§ Assigned task: What you return must match the records exactly.
:: Exercise inputs ::
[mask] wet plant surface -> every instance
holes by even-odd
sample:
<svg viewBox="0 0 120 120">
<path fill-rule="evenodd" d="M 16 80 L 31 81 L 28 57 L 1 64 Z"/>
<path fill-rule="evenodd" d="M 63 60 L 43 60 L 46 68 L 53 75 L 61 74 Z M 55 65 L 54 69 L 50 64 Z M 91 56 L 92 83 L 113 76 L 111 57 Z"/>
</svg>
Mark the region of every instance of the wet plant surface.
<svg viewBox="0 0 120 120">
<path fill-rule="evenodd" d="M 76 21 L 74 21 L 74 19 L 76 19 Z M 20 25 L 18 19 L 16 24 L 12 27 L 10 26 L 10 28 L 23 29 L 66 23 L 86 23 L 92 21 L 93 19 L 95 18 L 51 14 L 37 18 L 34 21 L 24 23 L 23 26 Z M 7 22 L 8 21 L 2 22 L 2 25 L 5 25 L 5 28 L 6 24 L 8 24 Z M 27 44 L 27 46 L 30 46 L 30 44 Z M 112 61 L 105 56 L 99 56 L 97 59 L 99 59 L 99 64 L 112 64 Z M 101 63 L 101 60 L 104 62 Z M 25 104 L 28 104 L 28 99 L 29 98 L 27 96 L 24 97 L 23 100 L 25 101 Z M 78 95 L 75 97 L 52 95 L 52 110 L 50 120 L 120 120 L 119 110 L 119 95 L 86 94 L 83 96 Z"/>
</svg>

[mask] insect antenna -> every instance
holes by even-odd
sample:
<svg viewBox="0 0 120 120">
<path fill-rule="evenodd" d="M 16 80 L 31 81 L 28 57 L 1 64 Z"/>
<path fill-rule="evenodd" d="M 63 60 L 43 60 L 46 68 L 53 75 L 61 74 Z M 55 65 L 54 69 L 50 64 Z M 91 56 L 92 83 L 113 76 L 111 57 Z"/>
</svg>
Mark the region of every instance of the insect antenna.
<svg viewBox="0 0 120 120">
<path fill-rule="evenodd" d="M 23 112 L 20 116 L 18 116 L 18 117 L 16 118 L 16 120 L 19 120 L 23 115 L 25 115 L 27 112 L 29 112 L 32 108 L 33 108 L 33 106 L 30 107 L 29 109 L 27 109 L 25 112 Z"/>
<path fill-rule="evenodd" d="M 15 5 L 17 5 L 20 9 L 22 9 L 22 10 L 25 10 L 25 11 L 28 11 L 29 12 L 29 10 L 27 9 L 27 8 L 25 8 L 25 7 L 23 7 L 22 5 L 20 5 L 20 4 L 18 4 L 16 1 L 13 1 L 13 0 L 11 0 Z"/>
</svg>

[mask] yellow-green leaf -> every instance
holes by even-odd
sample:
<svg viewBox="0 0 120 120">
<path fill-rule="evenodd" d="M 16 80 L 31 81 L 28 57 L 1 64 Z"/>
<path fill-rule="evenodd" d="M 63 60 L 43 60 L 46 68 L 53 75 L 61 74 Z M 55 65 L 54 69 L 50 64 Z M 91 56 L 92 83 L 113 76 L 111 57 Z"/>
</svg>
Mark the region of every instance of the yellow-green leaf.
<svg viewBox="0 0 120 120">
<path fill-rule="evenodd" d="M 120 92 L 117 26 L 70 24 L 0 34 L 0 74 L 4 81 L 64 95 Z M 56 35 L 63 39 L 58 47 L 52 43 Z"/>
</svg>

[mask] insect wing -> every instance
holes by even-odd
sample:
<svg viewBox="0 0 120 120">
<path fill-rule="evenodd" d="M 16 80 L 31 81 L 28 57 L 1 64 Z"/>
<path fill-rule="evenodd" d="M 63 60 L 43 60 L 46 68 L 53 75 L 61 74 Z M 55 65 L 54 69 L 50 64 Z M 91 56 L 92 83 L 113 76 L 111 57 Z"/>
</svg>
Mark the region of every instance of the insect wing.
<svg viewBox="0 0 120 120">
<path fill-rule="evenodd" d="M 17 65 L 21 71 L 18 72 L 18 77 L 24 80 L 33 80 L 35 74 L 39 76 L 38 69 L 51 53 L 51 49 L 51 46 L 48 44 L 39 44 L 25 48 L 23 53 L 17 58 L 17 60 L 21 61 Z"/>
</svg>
:::
§ Task answer:
[mask] wet plant surface -> every instance
holes by even-odd
sample:
<svg viewBox="0 0 120 120">
<path fill-rule="evenodd" d="M 16 80 L 31 81 L 28 57 L 1 64 Z"/>
<path fill-rule="evenodd" d="M 63 60 L 43 60 L 46 68 L 53 75 L 61 74 Z M 55 65 L 54 69 L 50 64 Z M 91 56 L 92 83 L 113 76 L 111 57 Z"/>
</svg>
Mark the region of every instance of the wet plant surface.
<svg viewBox="0 0 120 120">
<path fill-rule="evenodd" d="M 76 21 L 74 21 L 74 19 L 76 19 Z M 20 25 L 18 19 L 16 24 L 12 27 L 10 26 L 10 28 L 23 29 L 66 23 L 86 23 L 92 21 L 93 19 L 95 18 L 51 14 L 37 18 L 34 21 L 24 23 L 23 26 Z M 7 22 L 8 21 L 2 22 L 2 25 L 5 25 L 5 28 L 6 24 L 8 24 Z M 27 44 L 27 46 L 30 46 L 30 44 Z M 112 61 L 105 56 L 99 56 L 97 59 L 99 59 L 99 64 L 112 64 Z M 101 63 L 101 60 L 104 62 Z M 25 104 L 28 104 L 28 99 L 29 98 L 27 96 L 24 97 L 23 100 L 25 101 Z M 78 95 L 75 97 L 52 95 L 52 110 L 50 120 L 120 120 L 119 110 L 119 95 L 86 94 L 83 96 Z"/>
</svg>

[mask] insect antenna -> every instance
holes by even-odd
sample:
<svg viewBox="0 0 120 120">
<path fill-rule="evenodd" d="M 16 80 L 31 81 L 28 57 L 1 64 Z"/>
<path fill-rule="evenodd" d="M 63 60 L 43 60 L 46 68 L 53 75 L 61 74 Z M 55 65 L 54 69 L 50 64 Z M 91 56 L 92 83 L 113 76 L 111 57 Z"/>
</svg>
Mark the region of every instance of the insect antenna.
<svg viewBox="0 0 120 120">
<path fill-rule="evenodd" d="M 23 112 L 20 116 L 18 116 L 18 117 L 16 118 L 16 120 L 19 120 L 23 115 L 25 115 L 27 112 L 29 112 L 32 108 L 33 108 L 33 106 L 30 107 L 29 109 L 27 109 L 25 112 Z"/>
<path fill-rule="evenodd" d="M 15 5 L 17 5 L 20 9 L 22 9 L 22 10 L 25 10 L 25 11 L 28 11 L 29 12 L 29 10 L 27 9 L 27 8 L 25 8 L 25 7 L 23 7 L 22 5 L 20 5 L 20 4 L 18 4 L 16 1 L 13 1 L 13 0 L 11 0 Z"/>
</svg>

[mask] yellow-green leaf -> every instance
holes by even-odd
sample:
<svg viewBox="0 0 120 120">
<path fill-rule="evenodd" d="M 16 80 L 31 81 L 28 57 L 1 64 Z"/>
<path fill-rule="evenodd" d="M 63 60 L 43 60 L 46 68 L 53 75 L 61 74 Z M 55 65 L 54 69 L 50 64 Z M 91 56 L 92 83 L 113 76 L 111 57 Z"/>
</svg>
Mark the region of every instance of the yellow-green leaf.
<svg viewBox="0 0 120 120">
<path fill-rule="evenodd" d="M 120 92 L 117 26 L 70 24 L 0 34 L 0 74 L 4 81 L 64 95 Z M 56 35 L 63 39 L 58 47 L 52 43 Z"/>
</svg>

[mask] insect wing -> every instance
holes by even-odd
sample:
<svg viewBox="0 0 120 120">
<path fill-rule="evenodd" d="M 16 80 L 31 81 L 28 57 L 1 64 Z"/>
<path fill-rule="evenodd" d="M 63 60 L 43 60 L 46 68 L 53 75 L 61 74 Z M 55 65 L 54 69 L 50 64 Z M 91 56 L 92 83 L 113 76 L 111 57 Z"/>
</svg>
Mark the region of every instance of the insect wing.
<svg viewBox="0 0 120 120">
<path fill-rule="evenodd" d="M 17 65 L 21 71 L 18 72 L 18 77 L 24 80 L 33 80 L 35 74 L 39 76 L 38 69 L 51 53 L 51 49 L 51 46 L 48 44 L 39 44 L 25 48 L 23 53 L 17 58 L 17 60 L 21 61 Z"/>
</svg>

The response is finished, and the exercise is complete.